▶ _WORK INSTRUCTION_:
Would you please output all the records exactly as given? Pictures should not appear in the copy.

Collection entries
********

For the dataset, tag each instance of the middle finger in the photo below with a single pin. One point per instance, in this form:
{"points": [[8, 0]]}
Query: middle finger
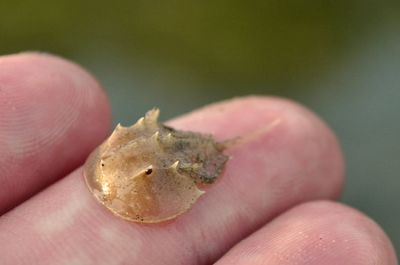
{"points": [[295, 161]]}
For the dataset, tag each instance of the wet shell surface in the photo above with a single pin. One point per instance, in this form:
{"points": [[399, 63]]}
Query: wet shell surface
{"points": [[151, 173]]}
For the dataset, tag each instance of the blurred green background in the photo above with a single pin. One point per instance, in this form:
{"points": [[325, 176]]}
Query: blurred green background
{"points": [[340, 58]]}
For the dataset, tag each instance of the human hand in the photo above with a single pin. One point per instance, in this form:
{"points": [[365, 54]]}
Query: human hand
{"points": [[271, 205]]}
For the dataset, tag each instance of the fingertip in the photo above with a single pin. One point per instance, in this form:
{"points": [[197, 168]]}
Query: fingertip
{"points": [[320, 232], [53, 113]]}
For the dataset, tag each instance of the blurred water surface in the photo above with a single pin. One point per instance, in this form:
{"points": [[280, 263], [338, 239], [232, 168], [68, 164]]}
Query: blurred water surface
{"points": [[340, 58]]}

********

▶ _EXERCISE RESULT_:
For the dataset, tag each instance of the middle finger in the photo below with a single pin. One point per instance, in this form:
{"points": [[8, 0]]}
Query: middle finger
{"points": [[295, 161]]}
For the dataset, tag each instance of the wet shell surface in the photo above with a single pin. One point per instance, in this form:
{"points": [[399, 63]]}
Query: wet shell surface
{"points": [[151, 173]]}
For the dataset, tag each instance of the blurred green background in the photo above with a single pin. One point per instance, in this form:
{"points": [[325, 176]]}
Query: blurred green background
{"points": [[340, 58]]}
For the dataset, tag each instance of the human hand in the photo above with a single pin. One point per instance, in this form:
{"points": [[365, 54]]}
Query: human hand
{"points": [[271, 205]]}
For the dataset, tag each instance of the fingertip in the photo above with a single pin. One point per instance, in this form:
{"points": [[197, 168]]}
Query: fingertip
{"points": [[320, 232], [53, 113]]}
For the dataset, tag each instance of the blurred water surface in the photo above with a single pin. One point per instance, in this form:
{"points": [[280, 263], [338, 239], [232, 168], [68, 164]]}
Query: blurred water surface
{"points": [[340, 58]]}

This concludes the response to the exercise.